読解文:
☆ ☆ ☆ ☆ ☆

食生活・栄養知識

ザクロの健康効果・栄養を壊さない食べ方・生薬としては毒性も

【薬学博士・大学教授が解説】秋に旬を迎えるザクロは、ビタミンCが豊富で、アントシアニンなどのポリフェノール類も含まれる、体にもいい果実です。一方で生薬としては毒性が強く、「石榴皮」「石榴根皮」などの薬は現在は使われていません。ザクロの栄養、効果、栄養を失わない食べ方のコツと注意点をご紹介します。

阿部 和穂

執筆者:阿部 和穂

脳科学・医薬ガイド

秋に旬の季節を迎えるザクロ……色合いも味わいも楽しめる果実

ザクロの食べ方・栄養・効果

ビタミンC豊富でポリフェノールなども含むザクロ。以前は生薬としても使われていました

秋が深まる頃、十分に熟すと厚みのある茶褐色の果皮がひび割れるように裂け始め、その中に赤く美しい宝石のような小さな粒状の実をたくさんつける樹木があります。そう、「ザクロ」ですね。

あまり馴染みがないという方もいらっしゃるかもしれないので念のため説明しておくと、食べられるのは、赤い粒の部分だけです。外側の果皮には毒成分が含まれていて、吐き気やめまい、下痢などを起こすことがあるので、食べないようにしましょう。

赤い粒の部分をかじると、プチプチとした食感と甘酸っぱい味わいが楽しめます。美しい色合いが他の料理を引き立てることから、お肉に添えるソースや副菜のトッピングとしても取り入れやすいですし、ミキサーにかけてザクロジュースにして飲んでいるという方もいらっしゃるでしょう。
 

ザクロの由来……原産はペルシャ地方から北インド。中国から日本へ

ザクロは、ミソハギ科ザクロ属の落葉高木で、学名をPunica granatumといいます。原産地は、ペルシャ地方から北インドとされ、イエメンのソコトラ島には今もザクロの原種(学名:Punica protopunica)の木が残っているそうです。

ヨーロッパではスペインのグラナダ(Grenade)地方の特産の果実とされていたことから、フランス語でリンゴを意味するpommeとGrenadeを組み合せて“PommeGrenade”と名付けられ、それが変化して現在の英名pomegranateになりました。中国では、安石国(ペルシャ地方に相当)でとれる瘤(こぶ)のような果物という意味で、「安石瘤」と呼ばれるようになり、それが変化して「石榴」という字で表されるようになりました。そして、これが日本に伝来したとき、中国語の「ジャクリュウ」という読みが訛り、「ザクロ」と呼ばれるようになったと言われています。また、原産地名である「ザクロス」あるいは「ザグロス山脈」から、「ザクロ」と呼ばれるようになったという説もあります。
 

ザクロの栄養・効果・栄養を失わない食べ方のコツ

栄養面から見たザクロの特徴の一つは、ビタミンCを豊富に含んでいることです。100gあたり、10mgのビタミンCを含みます。

☆ ☆ ☆ ☆ ☆

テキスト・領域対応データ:
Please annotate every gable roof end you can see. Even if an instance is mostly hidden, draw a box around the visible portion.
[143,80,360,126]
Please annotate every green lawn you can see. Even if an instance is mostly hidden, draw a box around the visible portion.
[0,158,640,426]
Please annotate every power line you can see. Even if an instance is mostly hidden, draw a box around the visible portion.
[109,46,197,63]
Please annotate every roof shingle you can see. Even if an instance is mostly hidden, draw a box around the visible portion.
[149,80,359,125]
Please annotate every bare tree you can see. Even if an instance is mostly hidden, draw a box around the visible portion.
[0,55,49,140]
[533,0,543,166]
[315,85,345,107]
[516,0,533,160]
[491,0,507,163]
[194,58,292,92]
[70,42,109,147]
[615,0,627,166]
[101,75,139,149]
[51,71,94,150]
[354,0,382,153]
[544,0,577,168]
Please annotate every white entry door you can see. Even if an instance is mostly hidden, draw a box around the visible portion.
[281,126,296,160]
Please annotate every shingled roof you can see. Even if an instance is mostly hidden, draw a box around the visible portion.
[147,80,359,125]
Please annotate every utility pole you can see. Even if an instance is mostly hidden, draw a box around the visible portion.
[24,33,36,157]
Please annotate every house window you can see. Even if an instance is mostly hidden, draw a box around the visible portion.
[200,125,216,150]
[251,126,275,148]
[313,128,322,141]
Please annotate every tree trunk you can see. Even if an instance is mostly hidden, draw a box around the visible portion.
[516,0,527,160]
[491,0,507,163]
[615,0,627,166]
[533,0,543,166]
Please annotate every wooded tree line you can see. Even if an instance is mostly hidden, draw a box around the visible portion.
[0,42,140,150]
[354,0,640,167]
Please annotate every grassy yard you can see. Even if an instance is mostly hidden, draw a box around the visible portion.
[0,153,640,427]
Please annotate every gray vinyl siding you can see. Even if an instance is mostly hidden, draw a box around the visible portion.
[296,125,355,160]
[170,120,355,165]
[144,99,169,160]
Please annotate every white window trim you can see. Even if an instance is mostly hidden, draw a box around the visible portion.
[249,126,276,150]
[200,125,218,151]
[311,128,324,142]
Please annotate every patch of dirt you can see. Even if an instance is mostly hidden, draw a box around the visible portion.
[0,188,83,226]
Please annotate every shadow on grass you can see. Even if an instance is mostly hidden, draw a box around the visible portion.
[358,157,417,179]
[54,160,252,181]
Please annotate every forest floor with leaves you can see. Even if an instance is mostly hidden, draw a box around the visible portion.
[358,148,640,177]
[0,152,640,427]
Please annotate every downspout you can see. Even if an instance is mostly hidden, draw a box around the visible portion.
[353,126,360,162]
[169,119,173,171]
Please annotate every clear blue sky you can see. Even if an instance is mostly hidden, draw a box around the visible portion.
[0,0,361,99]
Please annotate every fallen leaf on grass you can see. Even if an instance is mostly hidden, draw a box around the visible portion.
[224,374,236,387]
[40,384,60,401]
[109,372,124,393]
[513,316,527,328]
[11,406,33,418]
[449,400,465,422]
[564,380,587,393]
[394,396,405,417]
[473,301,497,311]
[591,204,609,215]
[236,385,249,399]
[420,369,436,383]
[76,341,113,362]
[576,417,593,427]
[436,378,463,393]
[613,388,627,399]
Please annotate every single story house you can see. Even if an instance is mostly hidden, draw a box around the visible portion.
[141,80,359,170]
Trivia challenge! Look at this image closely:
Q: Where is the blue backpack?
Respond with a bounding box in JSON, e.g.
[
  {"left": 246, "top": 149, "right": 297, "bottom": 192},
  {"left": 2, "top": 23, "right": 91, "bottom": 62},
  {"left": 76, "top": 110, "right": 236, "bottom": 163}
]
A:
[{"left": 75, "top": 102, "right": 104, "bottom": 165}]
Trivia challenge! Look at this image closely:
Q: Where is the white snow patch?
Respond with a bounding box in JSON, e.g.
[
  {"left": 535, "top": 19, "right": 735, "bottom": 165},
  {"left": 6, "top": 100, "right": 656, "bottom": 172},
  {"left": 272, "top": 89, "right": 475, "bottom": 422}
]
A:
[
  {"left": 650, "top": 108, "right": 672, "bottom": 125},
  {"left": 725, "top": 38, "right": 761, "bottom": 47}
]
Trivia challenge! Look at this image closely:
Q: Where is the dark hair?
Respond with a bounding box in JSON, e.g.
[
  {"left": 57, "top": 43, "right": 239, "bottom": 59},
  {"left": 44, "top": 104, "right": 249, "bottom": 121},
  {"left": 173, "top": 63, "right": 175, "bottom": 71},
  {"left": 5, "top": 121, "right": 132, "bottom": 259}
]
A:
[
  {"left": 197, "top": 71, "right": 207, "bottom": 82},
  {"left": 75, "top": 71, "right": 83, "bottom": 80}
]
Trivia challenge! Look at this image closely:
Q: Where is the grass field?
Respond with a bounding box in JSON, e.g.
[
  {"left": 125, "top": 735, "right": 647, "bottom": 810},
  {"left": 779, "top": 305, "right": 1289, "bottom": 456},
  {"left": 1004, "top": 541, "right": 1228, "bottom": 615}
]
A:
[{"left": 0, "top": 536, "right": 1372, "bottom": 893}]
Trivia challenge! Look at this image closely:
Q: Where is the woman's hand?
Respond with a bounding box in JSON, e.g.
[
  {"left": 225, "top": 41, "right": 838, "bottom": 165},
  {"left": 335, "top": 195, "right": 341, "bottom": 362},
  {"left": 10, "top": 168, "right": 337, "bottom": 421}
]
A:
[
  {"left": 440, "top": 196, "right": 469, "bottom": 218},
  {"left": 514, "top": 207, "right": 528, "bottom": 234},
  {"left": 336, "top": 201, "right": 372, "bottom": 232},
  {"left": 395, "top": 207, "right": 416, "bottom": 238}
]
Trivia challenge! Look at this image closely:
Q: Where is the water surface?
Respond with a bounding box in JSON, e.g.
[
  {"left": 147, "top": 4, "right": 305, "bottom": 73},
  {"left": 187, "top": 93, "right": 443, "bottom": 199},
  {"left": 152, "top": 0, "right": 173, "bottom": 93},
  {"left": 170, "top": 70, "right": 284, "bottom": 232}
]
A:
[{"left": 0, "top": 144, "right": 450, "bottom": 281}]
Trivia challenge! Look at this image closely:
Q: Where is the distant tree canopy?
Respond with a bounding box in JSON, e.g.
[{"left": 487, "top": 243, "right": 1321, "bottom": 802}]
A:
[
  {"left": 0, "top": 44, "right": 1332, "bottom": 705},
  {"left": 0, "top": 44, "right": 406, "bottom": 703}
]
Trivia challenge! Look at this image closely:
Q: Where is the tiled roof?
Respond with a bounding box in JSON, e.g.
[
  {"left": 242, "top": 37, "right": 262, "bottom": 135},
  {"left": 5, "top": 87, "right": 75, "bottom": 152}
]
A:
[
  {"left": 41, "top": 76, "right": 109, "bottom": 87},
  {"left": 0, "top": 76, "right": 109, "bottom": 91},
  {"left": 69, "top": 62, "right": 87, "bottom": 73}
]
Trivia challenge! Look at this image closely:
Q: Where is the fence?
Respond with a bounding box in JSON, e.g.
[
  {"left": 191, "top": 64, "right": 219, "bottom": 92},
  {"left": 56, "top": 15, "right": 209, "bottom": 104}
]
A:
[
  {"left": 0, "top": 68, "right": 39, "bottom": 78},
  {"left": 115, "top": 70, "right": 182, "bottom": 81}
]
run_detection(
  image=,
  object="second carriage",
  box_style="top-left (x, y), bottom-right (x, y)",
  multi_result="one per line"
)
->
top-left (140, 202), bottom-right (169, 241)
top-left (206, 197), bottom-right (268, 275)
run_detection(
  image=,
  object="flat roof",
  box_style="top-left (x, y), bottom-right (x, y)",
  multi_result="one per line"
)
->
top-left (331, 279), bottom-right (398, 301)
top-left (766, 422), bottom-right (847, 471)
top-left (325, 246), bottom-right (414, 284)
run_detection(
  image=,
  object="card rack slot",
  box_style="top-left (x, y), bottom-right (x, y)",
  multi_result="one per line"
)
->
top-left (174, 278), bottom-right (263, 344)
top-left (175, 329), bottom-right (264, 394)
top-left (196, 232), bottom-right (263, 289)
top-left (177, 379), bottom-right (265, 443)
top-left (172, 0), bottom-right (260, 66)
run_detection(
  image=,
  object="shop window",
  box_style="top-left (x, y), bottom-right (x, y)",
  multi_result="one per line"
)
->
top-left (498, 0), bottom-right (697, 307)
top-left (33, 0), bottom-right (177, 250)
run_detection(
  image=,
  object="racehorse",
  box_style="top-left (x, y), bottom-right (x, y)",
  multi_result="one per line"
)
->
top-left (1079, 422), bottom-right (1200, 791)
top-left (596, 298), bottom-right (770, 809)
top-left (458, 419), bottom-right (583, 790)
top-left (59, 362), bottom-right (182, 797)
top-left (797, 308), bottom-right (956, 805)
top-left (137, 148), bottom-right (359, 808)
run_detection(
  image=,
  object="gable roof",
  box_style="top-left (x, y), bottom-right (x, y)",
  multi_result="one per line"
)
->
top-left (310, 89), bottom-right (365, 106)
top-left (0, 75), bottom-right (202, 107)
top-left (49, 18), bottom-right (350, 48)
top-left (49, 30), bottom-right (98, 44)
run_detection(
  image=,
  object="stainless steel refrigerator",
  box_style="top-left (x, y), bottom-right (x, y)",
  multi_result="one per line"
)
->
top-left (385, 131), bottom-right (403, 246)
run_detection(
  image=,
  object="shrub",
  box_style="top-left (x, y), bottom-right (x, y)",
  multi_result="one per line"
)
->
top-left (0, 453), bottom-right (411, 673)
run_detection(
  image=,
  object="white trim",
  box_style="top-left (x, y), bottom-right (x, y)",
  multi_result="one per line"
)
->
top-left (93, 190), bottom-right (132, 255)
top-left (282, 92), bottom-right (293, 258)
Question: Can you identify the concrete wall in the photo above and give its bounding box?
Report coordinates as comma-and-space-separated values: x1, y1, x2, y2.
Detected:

☆ ☆ ☆ ☆ ☆

課題 A: ザクロについての読解文によると、ザクロで食べられるのはどの部分か。
課題 B: ザクロについての読解文を、最後の文の後から書き継いでください。
一覧は使わなくてよい。

解答欄 A: 赤い粒の部分だけである。

解答欄 B:
ビタミンCは、体の骨組みとなるタンパク質のコラーゲンをつくるのに必要な栄養素です(コラーゲンとビタミンCの関係を詳しく知りたい方は、「コラーゲン配合化粧品や食品・飲料の効果は?科学的に解説」をあわせてお読みください)ので、肉や魚などの良質なタンパク質と一緒にザクロを食べれば、骨や皮膚の健康を保つのに役立つと期待されます。また、ビタミンCには鉄分の吸収を高める効果があるので、鉄分を多く含む肉や魚、ホウレンソウなどとザクロを組み合わせて食べれば、貧血予防に役立つと期待されます。

なお、ビタミンCは水に溶けやすいですから、ザクロをゆでたり、長時間水で洗ったりするとビタミンCが失われてしまいます。サラダなどに用いるために水で洗うときはできるだけ手短にさっと行うことをお勧めします。ジュースやソースにするときは、生のままミキサーにかけるのがよいでしょう。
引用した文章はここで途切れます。